• [Supplied entries]:

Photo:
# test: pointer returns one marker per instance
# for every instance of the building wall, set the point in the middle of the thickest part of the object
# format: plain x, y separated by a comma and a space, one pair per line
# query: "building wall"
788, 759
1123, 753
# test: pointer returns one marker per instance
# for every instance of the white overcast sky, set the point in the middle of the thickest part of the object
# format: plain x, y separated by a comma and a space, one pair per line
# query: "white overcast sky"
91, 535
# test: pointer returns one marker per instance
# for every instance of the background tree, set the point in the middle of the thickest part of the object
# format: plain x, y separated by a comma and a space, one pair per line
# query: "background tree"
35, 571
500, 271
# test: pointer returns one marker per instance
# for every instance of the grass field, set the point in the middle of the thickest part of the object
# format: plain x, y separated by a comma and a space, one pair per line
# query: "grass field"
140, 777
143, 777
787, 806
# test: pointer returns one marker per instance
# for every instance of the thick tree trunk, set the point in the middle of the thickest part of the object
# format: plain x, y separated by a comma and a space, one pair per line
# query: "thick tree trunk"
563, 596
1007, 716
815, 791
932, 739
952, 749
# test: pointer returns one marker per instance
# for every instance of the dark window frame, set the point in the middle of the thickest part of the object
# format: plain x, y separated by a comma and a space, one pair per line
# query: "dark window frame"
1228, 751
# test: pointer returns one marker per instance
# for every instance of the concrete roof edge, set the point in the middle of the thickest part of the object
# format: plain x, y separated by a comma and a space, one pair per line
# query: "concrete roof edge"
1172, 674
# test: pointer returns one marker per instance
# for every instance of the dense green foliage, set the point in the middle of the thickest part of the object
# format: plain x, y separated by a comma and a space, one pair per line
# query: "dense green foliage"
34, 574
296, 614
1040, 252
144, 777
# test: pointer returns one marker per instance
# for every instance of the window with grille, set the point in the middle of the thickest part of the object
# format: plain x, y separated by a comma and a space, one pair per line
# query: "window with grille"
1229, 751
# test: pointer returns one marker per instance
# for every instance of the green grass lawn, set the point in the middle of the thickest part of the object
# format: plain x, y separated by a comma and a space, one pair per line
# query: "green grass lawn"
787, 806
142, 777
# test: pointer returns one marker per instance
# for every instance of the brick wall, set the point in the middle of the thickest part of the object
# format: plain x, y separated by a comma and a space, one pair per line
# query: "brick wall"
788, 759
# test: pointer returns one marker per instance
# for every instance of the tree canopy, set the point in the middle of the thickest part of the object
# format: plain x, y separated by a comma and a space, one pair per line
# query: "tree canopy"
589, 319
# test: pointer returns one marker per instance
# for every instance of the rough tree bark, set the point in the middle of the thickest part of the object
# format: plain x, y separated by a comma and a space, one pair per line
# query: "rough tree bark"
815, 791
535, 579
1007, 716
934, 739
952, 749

• [Task statement]:
Your task is to extract all of the records exactly.

• [Response to this exercise]:
Photo:
# test: pointer returns one marker per instance
# for every instance of the building wall, set the point in the middle of the thickest part of the object
# format: plain x, y separated by a comma and a space, one pair per line
# query: "building wall"
788, 759
1123, 753
# test: pointer returns one marker per instance
# for every instance of the white overcast sky, set the point in the middle of the thickest part of the object
# format: plain x, y separated by a comma and a space, one pair per line
# query: "white overcast sky"
91, 535
# test: pointer returns one marker per instance
# for every instance of the background tree, set the point in the middle of the thickest part of the object
# format: plain x, y separated by a comma and a space, one pair per line
# query: "background tree"
35, 571
500, 271
# test: pointer returns one marker per instance
# for every instance of the grass field, set the point in the middle of the thickest part of the object
# format: plain x, y separated by a comma and a space, one pair per line
# query: "grass field"
140, 777
143, 777
787, 806
# test: pointer returns one marker per instance
# for every instance of the thick tree trunk, set the point in the middle of the thickest part of the object
# format: plain x, y separated by a comma and a space, one pair per line
# query: "thick tree trunk"
563, 596
1007, 716
815, 791
932, 739
952, 749
# test: pointer returns one marker per instance
# for every instance of the dark window frame, set the point in the middle of the thickest part of the object
# format: plain x, y separated by a comma and a space, one pair per line
# query: "dark window frame"
1228, 751
# test: pointer returns one marker per instance
# for every instance of the concrete roof edge, set the point in the middle of the thickest part of the object
# format: plain x, y separated by a comma and a space, one pair per line
# query: "concrete roof edge"
1172, 674
# test: pointer returns one marker per instance
# for every instance of the dense green foliage, set the point in the middle of the thickest part of the object
# format: plain x, y separated by a comma and a space, one pair per line
# query: "dense green foliage"
34, 574
296, 614
1040, 252
144, 777
# test: pointer returns one marker per instance
# for every instance of the window with grille, set the point in the middle of the thickest part of the object
# format: plain x, y separated by a comma and a space, one pair per line
# query: "window with grille"
1229, 751
# test: pointer returns one marker per instance
# for every instance of the green grass lawn, set the point in the middle of the thickest part of the object
# format: plain x, y separated by a comma and a space, one pair per line
# query: "green grass lawn"
787, 806
142, 777
# test: pointer returns one marker per instance
# for every instance of the brick wall, set the point in the middle of the thickest part of the object
# format: plain x, y separated by a comma and a space, one pair per line
# query: "brick wall"
788, 759
# test: pointer returns one marker per instance
# for every instance of the tree canopy, set the point in the middle of the thickest part of the object
# format: plain x, y separated by a comma and a space, one pair per line
# query: "tree canopy"
589, 319
# test: pointer returns one marker per instance
# for every instance of the rough tree bark, set the point in the middle of the thickest part of the object
# format: plain x, y separated by a comma and a space, one pair per line
# query: "rough tree bark"
815, 791
535, 579
1007, 716
934, 739
952, 749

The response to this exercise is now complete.